#### Provided data
--

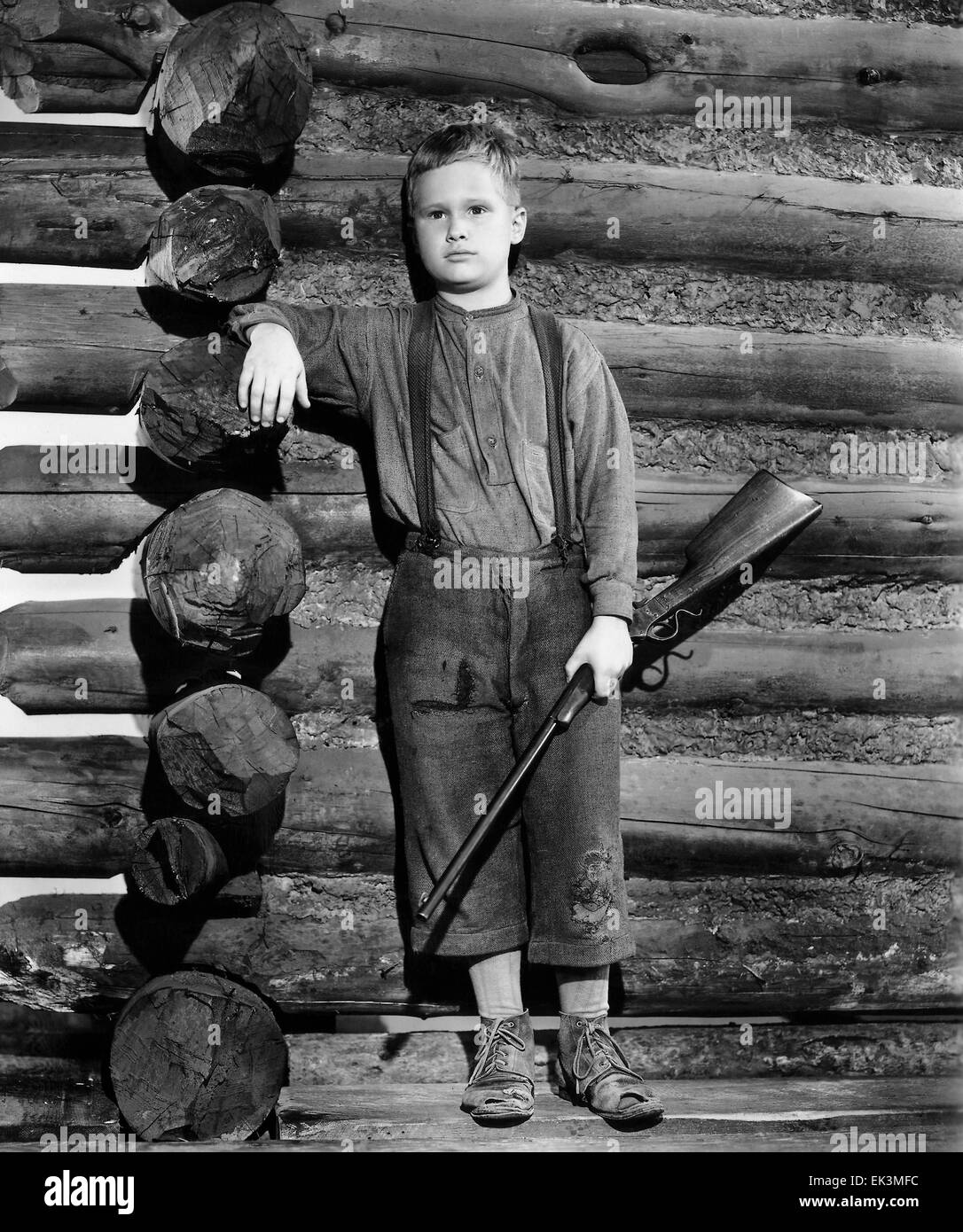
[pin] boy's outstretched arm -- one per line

--

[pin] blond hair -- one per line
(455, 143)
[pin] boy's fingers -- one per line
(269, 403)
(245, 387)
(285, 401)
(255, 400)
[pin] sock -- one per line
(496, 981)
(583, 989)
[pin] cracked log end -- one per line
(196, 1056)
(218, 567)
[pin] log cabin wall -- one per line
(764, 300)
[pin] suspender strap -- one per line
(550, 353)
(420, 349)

--

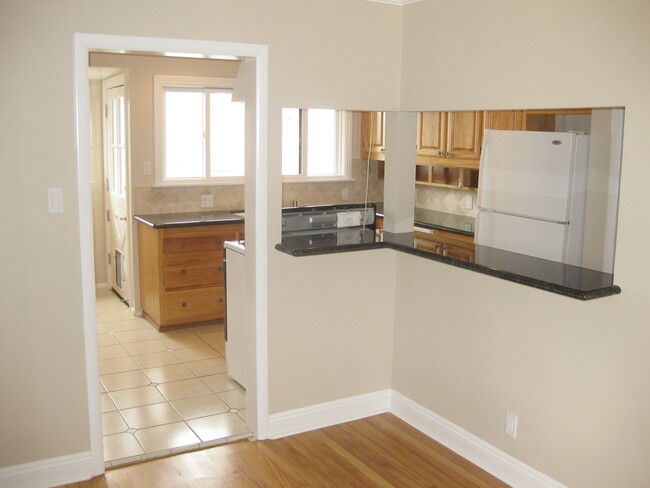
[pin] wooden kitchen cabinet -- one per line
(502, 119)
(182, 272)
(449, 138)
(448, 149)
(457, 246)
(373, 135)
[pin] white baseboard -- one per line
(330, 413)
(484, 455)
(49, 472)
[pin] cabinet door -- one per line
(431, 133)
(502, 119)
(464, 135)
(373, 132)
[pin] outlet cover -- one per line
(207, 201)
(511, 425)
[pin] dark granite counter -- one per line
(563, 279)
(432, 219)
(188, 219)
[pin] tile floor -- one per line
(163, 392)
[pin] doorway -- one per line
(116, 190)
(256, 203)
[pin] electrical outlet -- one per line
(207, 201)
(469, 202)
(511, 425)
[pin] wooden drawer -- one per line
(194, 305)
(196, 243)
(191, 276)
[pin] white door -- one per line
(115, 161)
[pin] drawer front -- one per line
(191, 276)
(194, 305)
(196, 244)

--

#### Goal
Copy out every row above that contains the word "wooden", keeping only those rows. Case counts.

#### The completed task
[pin] wooden kitchen cabinet -- one per line
[pin] wooden drawer -- one per line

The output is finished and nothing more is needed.